* BEGIN Given data *

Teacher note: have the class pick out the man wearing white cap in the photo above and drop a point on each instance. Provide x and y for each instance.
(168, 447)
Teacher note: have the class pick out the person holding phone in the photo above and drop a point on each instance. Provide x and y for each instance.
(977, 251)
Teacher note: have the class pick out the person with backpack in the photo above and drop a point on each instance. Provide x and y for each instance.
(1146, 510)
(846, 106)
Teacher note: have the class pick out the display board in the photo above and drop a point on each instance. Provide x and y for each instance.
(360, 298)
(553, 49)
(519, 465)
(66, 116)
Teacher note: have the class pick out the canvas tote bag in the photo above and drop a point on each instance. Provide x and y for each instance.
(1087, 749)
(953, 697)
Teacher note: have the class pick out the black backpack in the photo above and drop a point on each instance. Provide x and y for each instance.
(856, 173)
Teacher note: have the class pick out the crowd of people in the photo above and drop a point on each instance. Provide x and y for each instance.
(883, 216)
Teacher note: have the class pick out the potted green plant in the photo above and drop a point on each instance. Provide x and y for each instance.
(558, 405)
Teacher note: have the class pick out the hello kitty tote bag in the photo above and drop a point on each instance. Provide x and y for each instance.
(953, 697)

* END Given data *

- Stated goal
Edit the records above so that every "drop a point" becomes "place a point", and leave everything else unchanged.

- Result for this task
Teacher note: have the class pick out the man wearing white cap in the photo above and place a point on each instance. Provide x and y for each instance.
(168, 447)
Teacher note: have the class pick out the person holding phone in the photo above and place a point on each instance. Provide x and y for each instance.
(977, 251)
Teacher note: have the class pick out the person with backpack in the photo above and place a point on each instance. Provide x and y for each instance.
(1146, 510)
(846, 106)
Teacher note: have the class pick out the display board in the photo above and place a point on each instance. Provide x and y for each instance.
(360, 298)
(553, 49)
(519, 465)
(66, 116)
Teacher note: have the class pick out the canvas tote bag in the photo above and place a point on each instance. Provide x and y for each instance.
(1087, 749)
(953, 697)
Teacher note: have the class pick out the black backpack in the photo above and place a point on each instance. Provide x and y for each instance.
(856, 173)
Teacher note: have the class pick out the crowd of people in the photo above and place a point on each instance. Provide x and y for each instance.
(883, 216)
Teacher note: have the class pick out the potted green plant in the photo above and place a point on each instance. Provide x and y for each instance.
(558, 405)
Teacher note: have the class pick out the hello kitty tote bag in the photo above and place a point on each instance. Provide x and y for each instance.
(953, 697)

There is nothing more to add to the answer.